Available data =

'''

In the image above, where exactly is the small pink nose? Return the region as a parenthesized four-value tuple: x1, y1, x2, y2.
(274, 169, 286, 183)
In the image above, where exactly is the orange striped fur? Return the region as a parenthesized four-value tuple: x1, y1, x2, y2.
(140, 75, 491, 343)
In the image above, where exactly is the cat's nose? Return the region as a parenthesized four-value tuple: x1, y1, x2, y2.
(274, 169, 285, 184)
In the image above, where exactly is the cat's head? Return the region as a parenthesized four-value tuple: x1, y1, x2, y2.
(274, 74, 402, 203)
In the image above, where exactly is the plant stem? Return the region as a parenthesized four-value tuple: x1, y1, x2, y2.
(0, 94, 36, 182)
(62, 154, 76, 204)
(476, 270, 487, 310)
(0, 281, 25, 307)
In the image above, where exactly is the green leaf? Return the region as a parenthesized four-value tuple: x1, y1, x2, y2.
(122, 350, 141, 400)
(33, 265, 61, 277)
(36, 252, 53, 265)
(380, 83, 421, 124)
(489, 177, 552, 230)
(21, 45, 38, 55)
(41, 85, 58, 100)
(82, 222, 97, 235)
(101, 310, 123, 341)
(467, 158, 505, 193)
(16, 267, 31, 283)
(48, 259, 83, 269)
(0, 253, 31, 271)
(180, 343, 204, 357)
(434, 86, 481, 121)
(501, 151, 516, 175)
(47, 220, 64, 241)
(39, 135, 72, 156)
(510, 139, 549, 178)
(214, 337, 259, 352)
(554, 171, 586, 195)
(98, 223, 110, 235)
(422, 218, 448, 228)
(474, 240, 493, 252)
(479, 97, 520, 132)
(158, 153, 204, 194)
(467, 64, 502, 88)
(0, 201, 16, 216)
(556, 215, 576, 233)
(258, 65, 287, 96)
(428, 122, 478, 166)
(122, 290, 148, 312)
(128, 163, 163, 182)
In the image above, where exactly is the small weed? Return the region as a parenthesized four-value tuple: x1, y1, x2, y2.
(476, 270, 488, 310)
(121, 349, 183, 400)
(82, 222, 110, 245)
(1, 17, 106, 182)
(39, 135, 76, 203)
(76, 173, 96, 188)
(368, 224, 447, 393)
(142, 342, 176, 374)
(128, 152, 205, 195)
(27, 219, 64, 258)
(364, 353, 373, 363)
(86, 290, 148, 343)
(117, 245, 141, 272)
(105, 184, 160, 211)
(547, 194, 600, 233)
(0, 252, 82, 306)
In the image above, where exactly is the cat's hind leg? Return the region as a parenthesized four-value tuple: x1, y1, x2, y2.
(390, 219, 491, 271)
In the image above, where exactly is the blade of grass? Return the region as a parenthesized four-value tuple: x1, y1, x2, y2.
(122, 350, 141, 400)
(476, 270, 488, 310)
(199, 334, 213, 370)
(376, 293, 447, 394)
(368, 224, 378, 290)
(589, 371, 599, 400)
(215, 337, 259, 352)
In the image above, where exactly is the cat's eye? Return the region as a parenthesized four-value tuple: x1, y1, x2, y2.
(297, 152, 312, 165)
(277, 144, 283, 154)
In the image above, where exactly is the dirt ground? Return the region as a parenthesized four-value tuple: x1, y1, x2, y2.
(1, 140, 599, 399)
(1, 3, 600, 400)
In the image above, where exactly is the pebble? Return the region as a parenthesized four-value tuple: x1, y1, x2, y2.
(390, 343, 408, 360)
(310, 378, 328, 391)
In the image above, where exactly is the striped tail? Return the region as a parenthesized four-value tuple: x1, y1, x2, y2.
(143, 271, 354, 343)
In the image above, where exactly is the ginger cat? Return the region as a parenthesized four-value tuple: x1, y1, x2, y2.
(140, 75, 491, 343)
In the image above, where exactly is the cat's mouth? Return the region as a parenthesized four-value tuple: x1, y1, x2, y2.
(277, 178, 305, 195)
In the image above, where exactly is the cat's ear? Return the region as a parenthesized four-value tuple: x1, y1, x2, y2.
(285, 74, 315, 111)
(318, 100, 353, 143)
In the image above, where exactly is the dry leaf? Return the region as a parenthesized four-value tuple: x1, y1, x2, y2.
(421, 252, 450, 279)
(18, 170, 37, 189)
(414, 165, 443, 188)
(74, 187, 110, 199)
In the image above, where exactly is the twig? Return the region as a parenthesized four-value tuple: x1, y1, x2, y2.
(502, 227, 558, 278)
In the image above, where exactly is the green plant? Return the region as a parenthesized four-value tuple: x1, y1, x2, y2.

'''

Exercise directions =
Write the listing out again in full, exactly as it stands above.

Response to this task =
In the image above, where exactly is the small pink nose? Return the region as a parenthesized four-value tuple: x1, y1, x2, y2.
(274, 169, 286, 183)
In the image above, where exactly is the orange striped fur? Return the region as a parenthesized four-value tuple: x1, y1, x2, y2.
(140, 75, 491, 343)
In the image above, where exactly is the cat's nose? Return the region as a parenthesized four-value tuple: x1, y1, x2, y2.
(274, 169, 285, 184)
In the image above, where exactly is the cat's head? Return the region as a parenthesized four-value tuple: x1, y1, x2, y2.
(274, 74, 402, 203)
In the image above, where exactly is the plant stem? Return the region as a parenthesized four-value tuple: x1, y1, x2, y2.
(0, 94, 36, 182)
(62, 154, 76, 204)
(476, 270, 487, 310)
(0, 281, 25, 307)
In the image above, where exactly is the green leaf? Return the region as a parenthesized four-value tuple: x1, y1, x2, y2.
(122, 350, 141, 400)
(33, 265, 61, 277)
(36, 252, 53, 265)
(380, 83, 421, 124)
(489, 177, 552, 230)
(21, 45, 38, 55)
(41, 85, 58, 100)
(82, 222, 97, 235)
(101, 310, 123, 341)
(467, 158, 505, 193)
(16, 267, 31, 283)
(48, 259, 83, 269)
(0, 253, 31, 271)
(180, 343, 204, 357)
(434, 86, 481, 121)
(501, 151, 516, 175)
(47, 220, 64, 241)
(39, 135, 72, 156)
(510, 139, 549, 178)
(214, 337, 259, 352)
(554, 171, 586, 195)
(98, 223, 110, 235)
(422, 218, 448, 228)
(474, 240, 493, 252)
(479, 97, 520, 132)
(158, 153, 204, 194)
(467, 64, 502, 88)
(0, 201, 16, 216)
(556, 215, 576, 233)
(258, 65, 287, 96)
(428, 122, 478, 166)
(122, 290, 148, 312)
(128, 163, 163, 182)
In the image above, where exactly is the small weed? Return the region as a parenthesized four-value tuple: x1, y1, x2, y2.
(476, 270, 488, 310)
(121, 349, 183, 400)
(82, 222, 110, 245)
(1, 17, 106, 182)
(39, 135, 76, 203)
(76, 173, 96, 188)
(368, 224, 447, 393)
(142, 342, 176, 374)
(128, 152, 205, 195)
(27, 219, 64, 258)
(364, 353, 373, 363)
(86, 290, 148, 343)
(117, 245, 141, 272)
(105, 184, 160, 211)
(547, 194, 600, 233)
(0, 252, 82, 306)
In the image above, where exactly is the cat's hind leg? Return the region as a parenthesized four-value tuple: x1, y1, x2, y2.
(390, 219, 491, 271)
In the image above, where exactly is the blade of grass? Return the region as a parenthesized four-value tuple: x1, y1, x2, y2.
(122, 350, 141, 400)
(476, 270, 488, 310)
(199, 334, 213, 370)
(376, 293, 447, 394)
(368, 224, 378, 290)
(589, 371, 599, 400)
(215, 337, 259, 352)
In the image above, where exactly is the cat's eye? Return the region as a parenthesized four-value tuple: x1, y1, x2, y2.
(297, 152, 312, 165)
(277, 144, 283, 154)
In the image above, where exactly is the dirt ground? Return the region as a parenthesized four-value tuple: x1, y1, x2, y2.
(1, 140, 599, 399)
(1, 3, 600, 400)
In the image above, where exactly is the pebble? Return the region as a parenthesized four-value tuple: x1, y1, x2, y2.
(390, 343, 408, 360)
(310, 378, 328, 391)
In the image above, where exactly is the striped tail? Return the region as a parenthesized four-value tuple: x1, y1, x2, y2.
(143, 271, 354, 343)
In the image above, where exactly is the ginger cat? Return the region as a parenthesized four-value tuple: x1, y1, x2, y2.
(140, 75, 491, 343)
In the image above, where exactly is the cat's mouth? Return the region as a parenthesized four-value tuple: x1, y1, x2, y2.
(277, 178, 305, 195)
In the image above, where exactly is the cat's ear? Return the region as a parenthesized four-value tuple: x1, y1, x2, y2.
(285, 74, 315, 111)
(318, 100, 353, 143)
In the image above, where exactly is the dry leaf? Return the region as a parenthesized four-value tuple: x1, y1, x2, y2.
(421, 252, 450, 279)
(18, 170, 37, 189)
(414, 165, 443, 188)
(74, 187, 110, 199)
In the image above, where exactly is the twig? Return the region as a parenthesized four-value tuple: x1, y1, x2, y2.
(502, 227, 558, 278)
In the image above, where exactly is the green plant? Return the region as a parenthesized four-value tuple: x1, y1, x2, y2.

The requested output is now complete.